__Quoted text__
=-=-=

On 10/14/2011 1:08 PM, Greg Dowd wrote:
> Hi Danny,
> Yes, we (Symmetricom) have tested this. It does work. It basically
> is
what the 2step clock was designed for. You create an event message
(SYNC) and send it out. As it gets transmitted, you record the actual
time of transmission. Then you follow up with a general message (FOLLOW
UP) in which timing doesn't matter to send the corrected tx time. The
slave sees the follow up bit set in the SYNC message which tells the
slave to wait for the follow up packet before processing the timestamp.
> 

Good to know that. This implies that if these are NTP packets you need
to be in interleave mode in order to support this.

> This was designed as hardware wasn't available to insert timestamps
accurately but it was/is relatively easy to tap the G/MII channel to see
the packet flowing into the PHY. Obviously, you need to correlate the
packet with the timestamp which you can do by serializing transmission
or looking at the frame. This is part of the reasoning behind the draft
in that, if the frame is encrypted, it makes it easier to identify if
there is a bit set somewhere.
>

How does identifying the packet help? If you want to do correlation then
properly speaking you should be adding an ID to the packet so that the
followon packet can carry the same ID to give you a way of updating that
packet. According to what you are saying it doesn't matter that they
have to be decoded at the receiving end, they will be processed and
associated with the original packet.

Danny

> 
> Greg Dowd
> gdowd at symmetricom dot com (antispam format)
> Symmetricom, Inc.
> www.symmetricom.com
> "A clever person solves a problem.  A wise person avoids it." Albert Einstein
> 
> 
> -----Original Message-----
> From: [email protected] [mailto:[email protected]] On Behalf Of 
> Danny Mayer
> Sent: Thursday, October 13, 2011 5:08 PM
> To: Kevin Gross
> Cc: [email protected]; [email protected]; Cui Yang; David L. Mills
> Subject: Re: [TICTOC] Review request for IPsec security for packet based 
> synchronization (Yang Cui)

=-=-=

__Given request 1__
List the header field names that appear in the original message quoted at the end of the email about two-step clock timestamps.
__Given request 2__
Continue the email about two-step clock timestamps from the point where it ends.
The records that come after the email are separate material and have no connection to it.

=-=-=

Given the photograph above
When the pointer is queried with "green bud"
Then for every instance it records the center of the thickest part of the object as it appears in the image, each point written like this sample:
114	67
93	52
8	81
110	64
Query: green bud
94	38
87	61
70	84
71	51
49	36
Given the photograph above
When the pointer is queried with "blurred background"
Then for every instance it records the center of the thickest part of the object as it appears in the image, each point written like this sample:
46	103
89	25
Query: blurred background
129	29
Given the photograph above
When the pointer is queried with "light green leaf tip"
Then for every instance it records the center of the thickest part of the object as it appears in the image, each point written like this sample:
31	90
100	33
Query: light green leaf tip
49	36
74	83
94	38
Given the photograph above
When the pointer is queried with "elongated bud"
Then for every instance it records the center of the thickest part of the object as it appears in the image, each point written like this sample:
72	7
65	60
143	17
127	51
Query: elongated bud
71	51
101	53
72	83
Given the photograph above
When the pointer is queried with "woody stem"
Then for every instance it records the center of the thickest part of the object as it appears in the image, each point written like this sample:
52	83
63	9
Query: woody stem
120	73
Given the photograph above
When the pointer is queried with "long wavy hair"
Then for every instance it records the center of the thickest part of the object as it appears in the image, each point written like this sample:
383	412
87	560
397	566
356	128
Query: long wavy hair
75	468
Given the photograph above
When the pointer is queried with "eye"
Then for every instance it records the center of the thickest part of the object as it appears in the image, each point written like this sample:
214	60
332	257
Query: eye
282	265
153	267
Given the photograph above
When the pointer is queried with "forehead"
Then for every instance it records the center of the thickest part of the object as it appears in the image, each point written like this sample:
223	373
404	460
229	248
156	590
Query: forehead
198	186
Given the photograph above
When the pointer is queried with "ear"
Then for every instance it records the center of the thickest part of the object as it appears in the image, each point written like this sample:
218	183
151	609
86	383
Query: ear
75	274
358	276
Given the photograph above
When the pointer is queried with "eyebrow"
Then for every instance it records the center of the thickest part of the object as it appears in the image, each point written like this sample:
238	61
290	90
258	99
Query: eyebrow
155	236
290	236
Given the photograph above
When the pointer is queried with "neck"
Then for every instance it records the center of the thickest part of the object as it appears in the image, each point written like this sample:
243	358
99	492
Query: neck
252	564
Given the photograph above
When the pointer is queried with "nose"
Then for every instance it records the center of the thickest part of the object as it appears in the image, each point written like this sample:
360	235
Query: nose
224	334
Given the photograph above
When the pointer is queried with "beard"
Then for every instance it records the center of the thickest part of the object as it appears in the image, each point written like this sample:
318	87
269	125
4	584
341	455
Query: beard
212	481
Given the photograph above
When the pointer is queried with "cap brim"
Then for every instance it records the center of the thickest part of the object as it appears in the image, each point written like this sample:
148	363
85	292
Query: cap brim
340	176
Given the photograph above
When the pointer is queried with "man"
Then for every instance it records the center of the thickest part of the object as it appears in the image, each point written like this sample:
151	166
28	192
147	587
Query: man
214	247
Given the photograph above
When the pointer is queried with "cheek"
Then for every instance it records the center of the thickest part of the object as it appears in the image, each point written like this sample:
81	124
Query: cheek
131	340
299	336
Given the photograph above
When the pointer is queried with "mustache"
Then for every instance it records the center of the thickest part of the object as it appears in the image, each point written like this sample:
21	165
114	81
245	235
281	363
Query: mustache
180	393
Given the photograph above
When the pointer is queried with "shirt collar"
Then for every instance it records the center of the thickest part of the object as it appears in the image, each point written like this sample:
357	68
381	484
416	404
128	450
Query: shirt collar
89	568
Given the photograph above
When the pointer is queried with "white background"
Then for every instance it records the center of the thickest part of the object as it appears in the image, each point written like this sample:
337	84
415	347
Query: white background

=-=-=

__Written reply 1__
From, Sent, To, Cc, Subject

__Written reply 2__
> 
> On 10/13/2011 2:28 PM, Kevin Gross wrote:
>> Definitely important issues for some synchronization protocols but it
>> seems though two-step 1588 would work through such a connection. The
>> followup message will contain an accurate (and encrypted) timestamp.
>> Encryption delays would not result in significant loss of accuracy with
>> respect to an unencrypted connection also using two step.
>>
> 
> Has anyone tested or measured that? I have not seen any information how
> this will work without losing accuracy. Don't forget the followon
> message will also have to be encrypted and decrypted when sent making
> for additional uncertainties and errors. I have not reviewed how the
> two-step IEEE 1588 protocol works so I don't have a good understanding
> of the effects of IPsec encryption on such packets.
> 
> Danny
>> Kevin Gross
>>
>> On Thu, Oct 13, 2011 at 8:43 AM, Danny Mayer <[email protected]
>> <mailto:[email protected]>> wrote:
>>
>>     On 9/18/2011 9:41 PM, Cui Yang wrote:
>>
>>
>>     IEEE-1588 (PTP) also cannot benefit from this as it is basically a
>>     hardware-stamping protocol and now you are routing it through a software
>>     tunnel which means it has to be timestamped before it is IPsec
>>     encapsulated which decreases it's accuracy. It's no longer on-wire.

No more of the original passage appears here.